> _EXERCISE TASKS_
1/ Answer these questions about the Christmas gift thread:
(a) What did kegan finish on Christmas Eve?
(b) What does CA_Rcher12 plan to save the rest of the money for?
(c) How many Easton fatboys did Hoyttboy get?
2/ Quote the Christmas gift thread, starting at "i got a hoyt" and ending at "(Jul 21, 2006)".

> _PASSAGE_
:::::

# what did everyone get for christmas



## country girl (Dec 27, 2006)

Now that is lucky. I cant complane too mcuh, i got to new hunting jackets, a knife, clothes, and a gift card to buy new mx boots. Plus some stuff for my birthday to.


----------



## CA_Rcher12 (Oct 28, 2004)

$


----------



## kegan (Aug 28, 2006)

Books, chamois shirt, and a bow scale. But I had made a new bracer and just finished my new bow on Christmas Eve.

Archerykid- Sweet bow!


----------



## tylerolsen12 (Feb 8, 2007)

kegan said:


> Books, chamois shirt, and a bow scale. But I had made a new bracer and just finished my new bow on Christmas Eve.
> 
> Archerykid- Sweet bow!


thanks Kegan im sure yours is sweet too


----------



## tylerolsen12 (Feb 8, 2007)

CA_Rcher12 said:


> $


any plans for what you are buying with it yet


----------



## Redhead Hunter (Sep 30, 2007)

i got my own laptop and some arrows ect!


----------



## CA_Rcher12 (Oct 28, 2004)

archerykid12 said:


> any plans for what you are buying with it yet


I need some cleaning stuff for my guitar and bass, some more songs off of iTunes, and I'll also need some new shoes in a few months. Then the rest will be saved for a new bow.


----------



## BIGBC (Jan 29, 2007)

I got some Easton X7's for the indoor season =]
New Merlin TRIAD stabs; very nice and radiculously light =] (im yet to shoot em though)
2 STS Hoyt side mounts (on order, my sis is bringin them back from the states)
electric shaver + toothbrush
a watch
new coat + hoody

i have again been blessed by family + friends =]
Now all i need is my '08 UltraElite to get here . . . (5 weeks and counting, but i am in the UK and theres been several holidays lately)


----------



## master hunter (Oct 9, 2007)

archerykid12 said:


> this is mine


i got a new bow to. it is the alpine silverodo eclips! i dont think i spelt it rite. but it is reallyreally fast!


----------



## Evinrude (May 31, 2007)

22'' posten ,Ipod,tech deck, vans shirt


----------



## Hoyttboy (Jun 10, 2007)

i got a hoyt pro tec in inferno color for comp. in 60 to 70 pounds
1 dozen easton fatboys 
boots
and some clothing
santa was very good to me.:wink:
all i need know is a site


----------



## bearr (Jul 21, 2006)

:::::

> _PROVIDED INFORMATION_
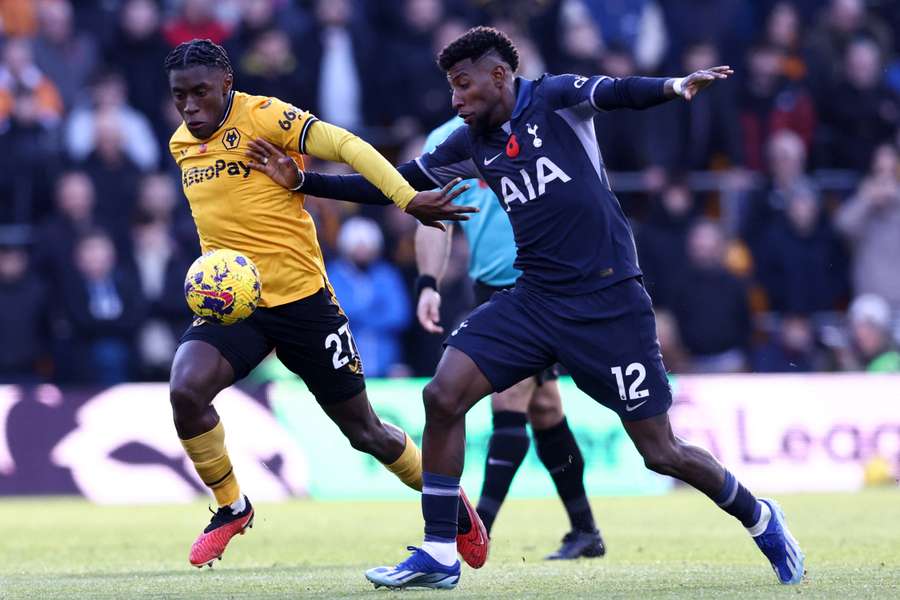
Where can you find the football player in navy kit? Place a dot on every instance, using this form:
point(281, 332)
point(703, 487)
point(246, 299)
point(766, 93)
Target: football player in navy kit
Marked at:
point(579, 301)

:::::

> _TASK-BY-TASK RESULTS_
1/
(a) His new bow.
(b) A new bow.
(c) One dozen.

2/
i got a hoyt pro tec in inferno color for comp. in 60 to 70 pounds
1 dozen easton fatboys 
boots
and some clothing
santa was very good to me.:wink:
all i need know is a site


----------



## bearr (Jul 21, 2006)